* _WORK TO COMPLETE_
**a.** According to the Chaplin article, what caused the "crisis in consciousness" that Jiddu Krishnamurti described? Answer in one to three sentences.
**b.** Output the passage of the Chaplin article that starts at "We think too much and feel too little;" and ends at "live in peace.".
**c.** In the Chaplin article, which character delivers the speech calling for peace and human rights in "The Great Dictator"?

* _SOURCE DOCUMENT_
____
We think too much and feel too little; Charlie Chaplin’s Famous Speech on Human Rights in ‘The Dictator’
The Immortally Famous Silent Movie Comedian, Charlie Chaplin, was known for his political views, and, after the end of the silent movie era, often used his films as a platform to express them. He was a vocal advocate for human rights and social justice. One of his most famous quotes on the subject is “We think too much and feel too little.” from his 1940 film “The Great Dictator”. In this film, Chaplin satirized dictator Adolf Hitler and the rise of fascism in Europe. Through the character of a Jewish Barber, who is mistaken for a dictator, he delivers a powerful speech where he calls for peace and human rights. In this speech he talks about the importance of understanding and empathy towards others, the need to respect individual freedoms and the right to live in peace.
As a Human Rights Advocate and Activist myself, I have always been deeply moved by the powerful speeches and messages conveyed in Charlie Chaplin’s films. One speech in particular that resonates with me is the one delivered by the Jewish Barber in “The Great Dictator.” In this speech, Chaplin calls for unity among all people, regardless of their background, and for the rejection of hatred and intolerance. He promotes the idea that the power of the people can create a better world, and the need to fight for democracy, freedom, and equality. As I reflect on the current state of humanity, I am struck by how relevant Chaplin’s words still are today. In a world where division, hate, and inequality seem to be on the rise, his message of unity and empathy is more important than ever.
Jiddu Krishnamurti, an Indian philosopher and spiritual teacher, spoke of a “crisis in consciousness” that he believed humanity was suffering from. He believed that this crisis was a result of our inability to see beyond our own narrow self-interests and to understand the interconnectedness of all things.
I believe that Chaplin’s speech in “The Great Dictator” is a powerful call to address this crisis in consciousness. It reminds us that our actions and attitudes have a direct impact on the lives of others, and that true progress can only be achieved when we come together as one humanity. As a Staunch Believer in Universal Human Rights, I am honored to share this powerful and moving speech with others. It is my hope that by doing so, we can inspire more people to work towards creating a better world for all.
____
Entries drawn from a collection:
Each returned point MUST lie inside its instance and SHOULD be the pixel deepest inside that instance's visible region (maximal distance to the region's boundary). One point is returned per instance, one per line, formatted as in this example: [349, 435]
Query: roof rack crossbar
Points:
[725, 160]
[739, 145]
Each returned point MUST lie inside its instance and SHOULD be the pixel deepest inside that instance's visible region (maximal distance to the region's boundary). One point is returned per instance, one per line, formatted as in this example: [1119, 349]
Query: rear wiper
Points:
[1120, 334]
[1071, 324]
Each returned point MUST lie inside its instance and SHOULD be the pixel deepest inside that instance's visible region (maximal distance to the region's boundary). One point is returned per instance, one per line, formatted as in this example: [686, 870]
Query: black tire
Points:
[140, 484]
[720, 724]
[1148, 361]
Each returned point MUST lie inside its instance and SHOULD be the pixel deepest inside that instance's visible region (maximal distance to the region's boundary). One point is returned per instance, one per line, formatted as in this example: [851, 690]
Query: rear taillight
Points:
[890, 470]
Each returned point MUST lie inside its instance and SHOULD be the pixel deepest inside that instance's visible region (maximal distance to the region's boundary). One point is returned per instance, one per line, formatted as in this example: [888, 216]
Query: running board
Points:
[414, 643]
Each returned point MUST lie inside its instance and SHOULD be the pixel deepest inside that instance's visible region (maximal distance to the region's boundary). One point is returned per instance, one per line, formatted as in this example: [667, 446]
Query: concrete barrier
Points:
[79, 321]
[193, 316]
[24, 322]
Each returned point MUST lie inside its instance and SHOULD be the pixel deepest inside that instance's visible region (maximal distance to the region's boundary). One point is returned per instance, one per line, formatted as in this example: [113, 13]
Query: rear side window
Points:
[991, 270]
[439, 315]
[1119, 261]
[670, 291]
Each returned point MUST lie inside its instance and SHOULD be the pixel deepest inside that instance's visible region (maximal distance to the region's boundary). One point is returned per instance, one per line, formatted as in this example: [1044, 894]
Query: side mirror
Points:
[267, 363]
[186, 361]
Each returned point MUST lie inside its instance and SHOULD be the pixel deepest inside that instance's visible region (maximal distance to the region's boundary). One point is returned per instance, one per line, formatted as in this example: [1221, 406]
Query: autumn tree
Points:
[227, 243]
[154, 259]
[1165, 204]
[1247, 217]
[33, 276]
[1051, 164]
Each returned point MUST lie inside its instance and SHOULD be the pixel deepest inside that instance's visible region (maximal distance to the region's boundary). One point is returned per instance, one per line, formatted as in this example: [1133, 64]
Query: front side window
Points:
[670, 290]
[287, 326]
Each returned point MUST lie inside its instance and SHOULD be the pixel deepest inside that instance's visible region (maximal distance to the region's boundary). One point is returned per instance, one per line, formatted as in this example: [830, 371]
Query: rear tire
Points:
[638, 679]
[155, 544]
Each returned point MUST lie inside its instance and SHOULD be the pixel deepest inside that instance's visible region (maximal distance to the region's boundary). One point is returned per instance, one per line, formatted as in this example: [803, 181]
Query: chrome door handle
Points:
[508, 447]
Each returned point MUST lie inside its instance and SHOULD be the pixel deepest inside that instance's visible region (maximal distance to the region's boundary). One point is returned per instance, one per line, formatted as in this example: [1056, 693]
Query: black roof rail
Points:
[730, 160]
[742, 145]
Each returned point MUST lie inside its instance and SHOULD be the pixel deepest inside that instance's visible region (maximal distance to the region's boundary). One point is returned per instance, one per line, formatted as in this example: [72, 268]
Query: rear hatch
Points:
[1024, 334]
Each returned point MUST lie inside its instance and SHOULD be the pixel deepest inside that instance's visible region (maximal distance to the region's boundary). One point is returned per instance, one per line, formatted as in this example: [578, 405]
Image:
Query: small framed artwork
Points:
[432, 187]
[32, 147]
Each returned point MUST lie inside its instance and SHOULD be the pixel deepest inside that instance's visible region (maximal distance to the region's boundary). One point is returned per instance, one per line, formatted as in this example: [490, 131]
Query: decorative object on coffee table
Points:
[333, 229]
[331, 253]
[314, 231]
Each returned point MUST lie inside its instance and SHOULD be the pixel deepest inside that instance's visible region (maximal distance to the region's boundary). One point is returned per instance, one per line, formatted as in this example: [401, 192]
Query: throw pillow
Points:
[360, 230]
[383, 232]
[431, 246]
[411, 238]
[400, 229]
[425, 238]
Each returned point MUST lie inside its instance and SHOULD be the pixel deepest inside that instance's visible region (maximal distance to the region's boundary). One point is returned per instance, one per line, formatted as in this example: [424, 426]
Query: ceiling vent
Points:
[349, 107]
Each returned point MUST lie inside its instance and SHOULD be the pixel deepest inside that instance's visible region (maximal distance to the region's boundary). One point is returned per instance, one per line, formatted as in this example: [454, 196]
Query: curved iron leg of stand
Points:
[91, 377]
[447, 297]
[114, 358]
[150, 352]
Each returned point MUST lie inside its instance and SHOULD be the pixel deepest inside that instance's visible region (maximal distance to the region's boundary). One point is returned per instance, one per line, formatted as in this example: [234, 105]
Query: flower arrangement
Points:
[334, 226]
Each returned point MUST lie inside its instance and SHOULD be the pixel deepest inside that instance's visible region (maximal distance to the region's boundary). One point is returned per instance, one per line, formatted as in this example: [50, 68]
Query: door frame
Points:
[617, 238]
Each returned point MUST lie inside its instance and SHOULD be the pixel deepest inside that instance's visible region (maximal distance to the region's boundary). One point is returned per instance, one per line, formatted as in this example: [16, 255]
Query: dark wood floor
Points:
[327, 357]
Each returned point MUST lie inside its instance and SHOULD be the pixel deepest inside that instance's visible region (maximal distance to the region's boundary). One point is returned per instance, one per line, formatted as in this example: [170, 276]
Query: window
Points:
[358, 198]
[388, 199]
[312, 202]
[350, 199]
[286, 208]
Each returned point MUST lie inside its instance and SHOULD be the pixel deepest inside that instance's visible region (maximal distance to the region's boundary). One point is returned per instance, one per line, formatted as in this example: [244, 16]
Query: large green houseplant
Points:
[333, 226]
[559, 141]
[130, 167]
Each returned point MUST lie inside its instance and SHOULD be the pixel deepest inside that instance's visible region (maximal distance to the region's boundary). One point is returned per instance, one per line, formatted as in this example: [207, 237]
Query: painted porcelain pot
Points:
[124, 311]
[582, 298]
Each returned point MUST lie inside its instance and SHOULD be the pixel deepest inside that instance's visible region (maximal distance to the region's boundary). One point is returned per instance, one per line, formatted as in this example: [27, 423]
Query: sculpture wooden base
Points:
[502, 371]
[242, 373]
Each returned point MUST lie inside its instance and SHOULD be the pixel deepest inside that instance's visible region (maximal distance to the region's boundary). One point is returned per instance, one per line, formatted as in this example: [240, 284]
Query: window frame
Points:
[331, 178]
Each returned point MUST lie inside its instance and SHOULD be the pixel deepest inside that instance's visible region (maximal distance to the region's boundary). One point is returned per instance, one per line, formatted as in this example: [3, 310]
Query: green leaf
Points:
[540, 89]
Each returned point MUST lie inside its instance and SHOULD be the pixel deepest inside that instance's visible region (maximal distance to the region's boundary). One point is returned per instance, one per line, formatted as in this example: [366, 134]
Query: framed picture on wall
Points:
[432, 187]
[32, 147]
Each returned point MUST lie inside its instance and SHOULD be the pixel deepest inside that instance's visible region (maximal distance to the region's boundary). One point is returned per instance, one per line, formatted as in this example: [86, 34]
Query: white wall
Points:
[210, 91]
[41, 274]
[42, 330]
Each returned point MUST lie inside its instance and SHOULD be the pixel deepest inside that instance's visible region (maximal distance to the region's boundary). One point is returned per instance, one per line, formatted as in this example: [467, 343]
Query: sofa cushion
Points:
____
* _EXPECTED RESPONSES_
**a.** Krishnamurti believed the crisis came from our inability to see beyond our own narrow self-interests. It also came from our failure to understand the interconnectedness of all things.

**b.**
We think too much and feel too little; Charlie Chaplin’s Famous Speech on Human Rights in ‘The Dictator’
The Immortally Famous Silent Movie Comedian, Charlie Chaplin, was known for his political views, and, after the end of the silent movie era, often used his films as a platform to express them. He was a vocal advocate for human rights and social justice. One of his most famous quotes on the subject is “We think too much and feel too little.” from his 1940 film “The Great Dictator”. In this film, Chaplin satirized dictator Adolf Hitler and the rise of fascism in Europe. Through the character of a Jewish Barber, who is mistaken for a dictator, he delivers a powerful speech where he calls for peace and human rights. In this speech he talks about the importance of understanding and empathy towards others, the need to respect individual freedoms and the right to live in peace.

**c.** A Jewish Barber who is mistaken for a dictator delivers the speech.